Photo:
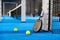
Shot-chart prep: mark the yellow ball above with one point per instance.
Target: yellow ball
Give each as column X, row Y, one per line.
column 15, row 29
column 28, row 32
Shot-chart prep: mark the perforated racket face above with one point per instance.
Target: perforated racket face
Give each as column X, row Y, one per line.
column 37, row 25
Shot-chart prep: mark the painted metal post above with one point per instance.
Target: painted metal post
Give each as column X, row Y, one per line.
column 0, row 10
column 45, row 14
column 23, row 10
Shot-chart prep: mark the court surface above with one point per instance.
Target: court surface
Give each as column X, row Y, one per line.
column 8, row 24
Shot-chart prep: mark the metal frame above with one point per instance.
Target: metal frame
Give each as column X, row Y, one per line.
column 23, row 10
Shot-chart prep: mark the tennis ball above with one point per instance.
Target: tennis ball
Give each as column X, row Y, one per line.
column 28, row 32
column 15, row 29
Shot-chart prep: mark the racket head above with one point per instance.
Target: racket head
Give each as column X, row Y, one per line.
column 37, row 26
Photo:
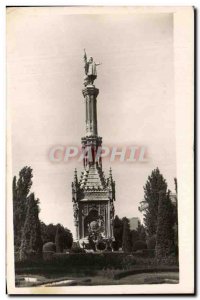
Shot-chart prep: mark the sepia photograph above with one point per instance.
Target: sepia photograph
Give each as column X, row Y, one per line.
column 100, row 187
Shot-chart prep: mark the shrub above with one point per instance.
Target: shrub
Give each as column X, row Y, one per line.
column 49, row 247
column 115, row 246
column 101, row 245
column 139, row 245
column 151, row 242
column 77, row 250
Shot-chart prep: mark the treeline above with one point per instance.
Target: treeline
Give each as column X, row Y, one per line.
column 126, row 239
column 160, row 229
column 160, row 215
column 30, row 234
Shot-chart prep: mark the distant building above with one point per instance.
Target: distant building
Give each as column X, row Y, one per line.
column 134, row 223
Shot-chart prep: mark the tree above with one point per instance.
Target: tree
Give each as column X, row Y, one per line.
column 134, row 237
column 164, row 233
column 139, row 245
column 149, row 206
column 63, row 238
column 126, row 237
column 31, row 241
column 118, row 230
column 21, row 189
column 59, row 240
column 48, row 232
column 141, row 232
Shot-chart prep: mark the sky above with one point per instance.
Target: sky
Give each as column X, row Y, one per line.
column 46, row 107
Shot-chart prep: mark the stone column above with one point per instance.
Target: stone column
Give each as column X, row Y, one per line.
column 90, row 94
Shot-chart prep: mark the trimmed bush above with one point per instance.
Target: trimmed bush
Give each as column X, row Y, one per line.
column 115, row 245
column 139, row 245
column 151, row 242
column 101, row 246
column 49, row 247
column 77, row 250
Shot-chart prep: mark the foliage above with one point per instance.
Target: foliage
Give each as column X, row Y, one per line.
column 139, row 245
column 165, row 233
column 31, row 236
column 115, row 246
column 141, row 232
column 21, row 189
column 49, row 247
column 101, row 245
column 77, row 250
column 48, row 233
column 59, row 240
column 126, row 238
column 118, row 230
column 134, row 237
column 151, row 242
column 154, row 187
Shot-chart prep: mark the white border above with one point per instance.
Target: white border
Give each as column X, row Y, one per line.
column 2, row 111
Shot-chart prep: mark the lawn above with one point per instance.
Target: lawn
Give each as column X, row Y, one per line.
column 99, row 279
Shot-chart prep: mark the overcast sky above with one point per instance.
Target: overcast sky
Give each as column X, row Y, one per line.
column 135, row 103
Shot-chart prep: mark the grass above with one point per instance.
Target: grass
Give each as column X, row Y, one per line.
column 99, row 279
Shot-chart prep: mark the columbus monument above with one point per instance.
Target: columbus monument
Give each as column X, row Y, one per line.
column 93, row 194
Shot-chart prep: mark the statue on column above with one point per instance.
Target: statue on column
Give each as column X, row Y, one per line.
column 90, row 69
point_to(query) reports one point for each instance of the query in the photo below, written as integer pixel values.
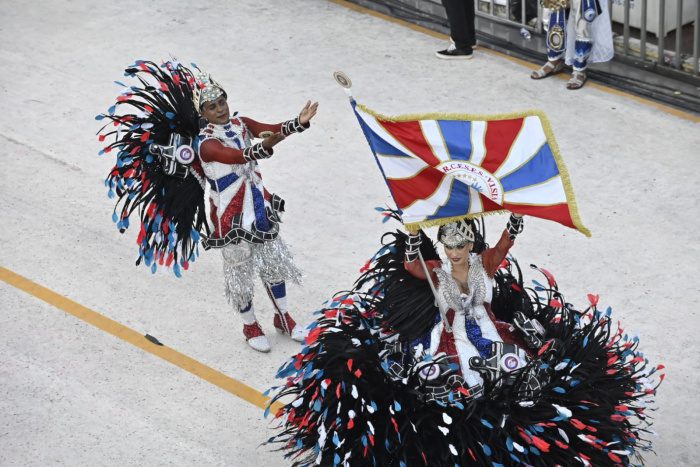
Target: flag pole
(438, 303)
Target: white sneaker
(299, 334)
(255, 337)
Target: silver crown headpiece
(456, 234)
(206, 90)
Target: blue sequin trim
(261, 221)
(482, 344)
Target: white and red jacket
(241, 208)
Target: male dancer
(244, 214)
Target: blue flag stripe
(458, 138)
(457, 203)
(539, 169)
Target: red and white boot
(255, 337)
(284, 324)
(282, 321)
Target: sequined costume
(244, 214)
(166, 161)
(580, 34)
(469, 312)
(371, 387)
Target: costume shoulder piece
(154, 126)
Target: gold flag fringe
(549, 133)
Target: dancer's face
(459, 256)
(216, 111)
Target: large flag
(443, 167)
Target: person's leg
(276, 267)
(582, 48)
(556, 45)
(470, 22)
(238, 282)
(461, 30)
(283, 321)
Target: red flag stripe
(410, 135)
(499, 138)
(421, 186)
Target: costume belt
(222, 183)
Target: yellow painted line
(207, 373)
(664, 108)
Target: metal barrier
(506, 11)
(685, 13)
(633, 44)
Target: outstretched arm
(296, 125)
(493, 257)
(211, 150)
(412, 262)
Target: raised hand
(272, 140)
(307, 112)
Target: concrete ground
(71, 394)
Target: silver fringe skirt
(272, 261)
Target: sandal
(578, 79)
(548, 69)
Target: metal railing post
(626, 29)
(696, 41)
(643, 34)
(660, 34)
(679, 34)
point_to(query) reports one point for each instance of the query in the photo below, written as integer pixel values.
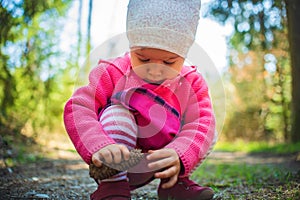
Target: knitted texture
(109, 170)
(197, 130)
(170, 25)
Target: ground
(66, 177)
(61, 174)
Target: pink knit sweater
(192, 100)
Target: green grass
(257, 147)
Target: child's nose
(155, 70)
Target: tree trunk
(293, 7)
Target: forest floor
(63, 175)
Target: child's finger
(170, 183)
(96, 161)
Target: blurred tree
(293, 7)
(29, 36)
(261, 31)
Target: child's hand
(168, 160)
(113, 153)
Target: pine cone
(108, 170)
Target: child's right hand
(113, 153)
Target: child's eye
(144, 60)
(168, 63)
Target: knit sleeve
(81, 111)
(198, 126)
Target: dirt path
(67, 176)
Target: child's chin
(157, 82)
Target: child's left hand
(168, 160)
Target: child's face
(155, 65)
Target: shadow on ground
(67, 177)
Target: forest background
(261, 81)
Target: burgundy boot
(118, 190)
(185, 189)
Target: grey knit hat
(169, 25)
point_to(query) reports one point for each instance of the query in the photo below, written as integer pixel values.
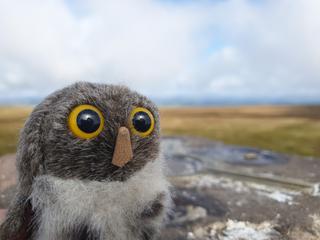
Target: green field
(294, 130)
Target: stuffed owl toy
(89, 168)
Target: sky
(191, 51)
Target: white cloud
(235, 48)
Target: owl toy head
(91, 132)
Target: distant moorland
(287, 129)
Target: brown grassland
(287, 129)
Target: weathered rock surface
(229, 193)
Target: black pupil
(88, 121)
(141, 121)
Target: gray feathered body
(69, 188)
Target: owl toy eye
(141, 122)
(85, 121)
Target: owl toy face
(88, 128)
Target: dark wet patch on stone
(185, 197)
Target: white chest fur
(112, 209)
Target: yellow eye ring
(86, 121)
(141, 122)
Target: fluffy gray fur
(67, 185)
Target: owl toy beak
(123, 149)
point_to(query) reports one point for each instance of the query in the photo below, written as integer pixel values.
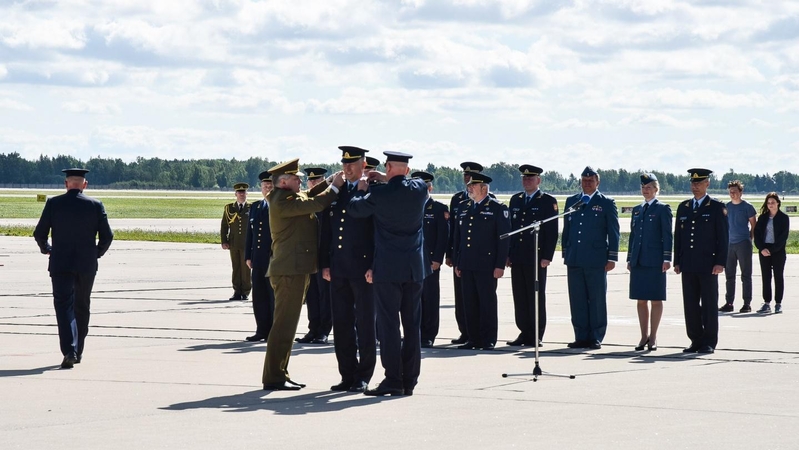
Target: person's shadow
(259, 400)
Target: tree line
(222, 174)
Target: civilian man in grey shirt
(741, 220)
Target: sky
(616, 84)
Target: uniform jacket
(542, 206)
(234, 226)
(477, 242)
(701, 236)
(650, 235)
(397, 209)
(591, 235)
(347, 243)
(294, 227)
(76, 220)
(259, 236)
(436, 231)
(782, 226)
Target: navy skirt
(647, 283)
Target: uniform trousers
(431, 302)
(739, 253)
(317, 301)
(263, 301)
(401, 356)
(354, 327)
(242, 285)
(523, 286)
(480, 305)
(289, 296)
(588, 287)
(700, 296)
(72, 298)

Problem to solve. Please show all lines from the entries that contain the word "border".

Solution for this exercise.
Shot-chart prep: mark the white border above with one point per instance.
Target: white border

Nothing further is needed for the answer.